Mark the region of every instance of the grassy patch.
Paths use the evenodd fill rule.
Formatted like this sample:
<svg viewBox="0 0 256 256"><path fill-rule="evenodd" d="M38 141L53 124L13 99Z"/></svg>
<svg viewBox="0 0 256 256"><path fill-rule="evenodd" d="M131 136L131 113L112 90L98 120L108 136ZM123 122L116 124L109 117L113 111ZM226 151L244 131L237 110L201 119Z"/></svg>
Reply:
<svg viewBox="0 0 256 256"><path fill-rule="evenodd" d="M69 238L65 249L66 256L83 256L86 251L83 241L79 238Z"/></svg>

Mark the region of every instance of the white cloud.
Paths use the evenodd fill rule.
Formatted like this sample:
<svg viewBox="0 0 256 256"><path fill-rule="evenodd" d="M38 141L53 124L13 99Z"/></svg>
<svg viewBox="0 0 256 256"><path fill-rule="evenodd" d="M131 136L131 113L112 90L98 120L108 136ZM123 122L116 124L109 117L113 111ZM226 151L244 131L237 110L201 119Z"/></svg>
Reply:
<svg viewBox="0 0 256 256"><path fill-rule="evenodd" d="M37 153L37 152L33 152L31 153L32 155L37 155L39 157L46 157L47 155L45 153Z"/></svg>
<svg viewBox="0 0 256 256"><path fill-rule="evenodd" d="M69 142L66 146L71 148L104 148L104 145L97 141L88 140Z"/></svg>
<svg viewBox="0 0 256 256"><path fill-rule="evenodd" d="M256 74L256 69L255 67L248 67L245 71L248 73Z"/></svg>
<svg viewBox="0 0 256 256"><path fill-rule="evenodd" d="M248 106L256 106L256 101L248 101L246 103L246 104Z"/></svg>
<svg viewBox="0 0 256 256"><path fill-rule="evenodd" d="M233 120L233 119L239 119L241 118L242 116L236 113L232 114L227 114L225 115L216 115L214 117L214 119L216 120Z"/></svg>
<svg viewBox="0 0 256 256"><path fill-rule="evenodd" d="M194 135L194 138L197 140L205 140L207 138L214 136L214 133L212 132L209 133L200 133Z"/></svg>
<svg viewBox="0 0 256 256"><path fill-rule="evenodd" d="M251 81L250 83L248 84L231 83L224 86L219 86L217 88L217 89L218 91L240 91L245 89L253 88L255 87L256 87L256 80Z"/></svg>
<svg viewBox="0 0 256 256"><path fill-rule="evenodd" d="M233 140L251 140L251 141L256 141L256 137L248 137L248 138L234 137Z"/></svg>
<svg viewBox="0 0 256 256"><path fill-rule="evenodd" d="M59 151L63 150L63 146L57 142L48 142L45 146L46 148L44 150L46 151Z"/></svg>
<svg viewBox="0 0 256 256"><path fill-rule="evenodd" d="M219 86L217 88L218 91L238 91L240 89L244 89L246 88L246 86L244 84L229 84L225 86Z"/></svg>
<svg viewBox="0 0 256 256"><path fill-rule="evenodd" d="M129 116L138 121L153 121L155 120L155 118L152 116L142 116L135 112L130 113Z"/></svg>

# # # #

__练习题目__.
请把上面的列表格式化为两列CSV，列名分别为“输入”和“输出”，列表中的每一条各占一行。“输入”列放该条的文本，“输出”列放它的全部答案，每个字段都用双引号括起，其中的换行一律改为空格。

__完整解答__.
输入,输出
"Mark the region of every instance of the grassy patch. Paths use the evenodd fill rule. Formatted like this sample: <svg viewBox=""0 0 256 256""><path fill-rule=""evenodd"" d=""M38 141L53 124L13 99Z""/></svg> <svg viewBox=""0 0 256 256""><path fill-rule=""evenodd"" d=""M131 136L131 113L112 90L98 120L108 136ZM123 122L116 124L109 117L113 111ZM226 151L244 131L237 110L201 119Z""/></svg> Reply:","<svg viewBox=""0 0 256 256""><path fill-rule=""evenodd"" d=""M69 238L65 249L66 256L83 256L86 251L83 241L79 238Z""/></svg>"
"Mark the region of every instance of the white cloud. Paths use the evenodd fill rule. Formatted like this sample: <svg viewBox=""0 0 256 256""><path fill-rule=""evenodd"" d=""M38 141L53 124L13 99Z""/></svg> <svg viewBox=""0 0 256 256""><path fill-rule=""evenodd"" d=""M131 136L131 113L112 90L98 120L108 136ZM123 122L116 124L109 117L113 111ZM226 151L244 131L237 110L201 119Z""/></svg> Reply:","<svg viewBox=""0 0 256 256""><path fill-rule=""evenodd"" d=""M37 153L37 152L33 152L31 153L32 155L37 155L39 157L46 157L47 155L45 153Z""/></svg> <svg viewBox=""0 0 256 256""><path fill-rule=""evenodd"" d=""M69 142L66 146L71 148L104 148L104 145L97 141L88 140Z""/></svg> <svg viewBox=""0 0 256 256""><path fill-rule=""evenodd"" d=""M256 74L256 69L255 67L248 67L245 71L248 73Z""/></svg> <svg viewBox=""0 0 256 256""><path fill-rule=""evenodd"" d=""M248 106L256 106L256 101L248 101L246 103L246 104Z""/></svg> <svg viewBox=""0 0 256 256""><path fill-rule=""evenodd"" d=""M233 120L233 119L239 119L241 118L242 116L236 113L232 114L227 114L225 115L216 115L214 117L214 119L216 120Z""/></svg> <svg viewBox=""0 0 256 256""><path fill-rule=""evenodd"" d=""M194 135L194 138L197 140L205 140L207 138L214 136L214 133L212 132L209 133L200 133Z""/></svg> <svg viewBox=""0 0 256 256""><path fill-rule=""evenodd"" d=""M251 81L250 83L248 84L231 83L224 86L219 86L217 88L217 89L218 91L240 91L245 89L253 88L255 87L256 87L256 80Z""/></svg> <svg viewBox=""0 0 256 256""><path fill-rule=""evenodd"" d=""M233 140L251 140L251 141L256 141L256 137L248 137L248 138L234 137Z""/></svg> <svg viewBox=""0 0 256 256""><path fill-rule=""evenodd"" d=""M59 151L63 150L63 146L57 142L48 142L45 146L46 148L44 150L46 151Z""/></svg> <svg viewBox=""0 0 256 256""><path fill-rule=""evenodd"" d=""M219 86L217 88L218 91L238 91L240 89L244 89L246 88L246 86L244 84L229 84L225 86Z""/></svg> <svg viewBox=""0 0 256 256""><path fill-rule=""evenodd"" d=""M129 116L138 121L153 121L155 120L155 118L152 116L142 116L135 112L130 113Z""/></svg>"